◆ WRITTEN TASKS
1: From the text on list indexing, extract the part that opens with the words containing "If you have" and closes with "last element:', my_list[-2])".
2: According to the text on list indexing, from which number does indexing start in R?

◆ TEXT
= = =

To access the elements of a list we use indices, the numbered positions of elements in the list. These positions are numbered starting at 0, so the first element has an index of 0. Python has made it easy to count backwards as well: the last index can be accessed using index -1, the second last with -2 and so on.

0-Based Indexing!

If you have used other coding languages, such as R, you may notice that different programming languages start counting from different numbers. In R, you start your indexing from 1, but in Python it is 0. It’s important to keep this in mind!

print('First element:', my_list[0])
print('Last element:', my_list[-1])
print('Second last element:', my_list[2])
print('Also second last element:', my_list[-2])
First element: 1
Last element: True
Second last element: 3.0
Also second last element: 3.0

Strings also have indices, pointing to the character in each string. These work in the same way as lists.

= = =

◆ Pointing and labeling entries
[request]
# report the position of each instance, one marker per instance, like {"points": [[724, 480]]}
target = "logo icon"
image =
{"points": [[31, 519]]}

= = =

◆ FULL SOLUTIONS
1:
If you have used other coding languages, such as R, you may notice that different programming languages start counting from different numbers. In R, you start your indexing from 1, but in Python it is 0. It’s important to keep this in mind!

print('First element:', my_list[0])
print('Last element:', my_list[-1])
print('Second last element:', my_list[2])
print('Also second last element:', my_list[-2])

2: Indexing in R starts from 1.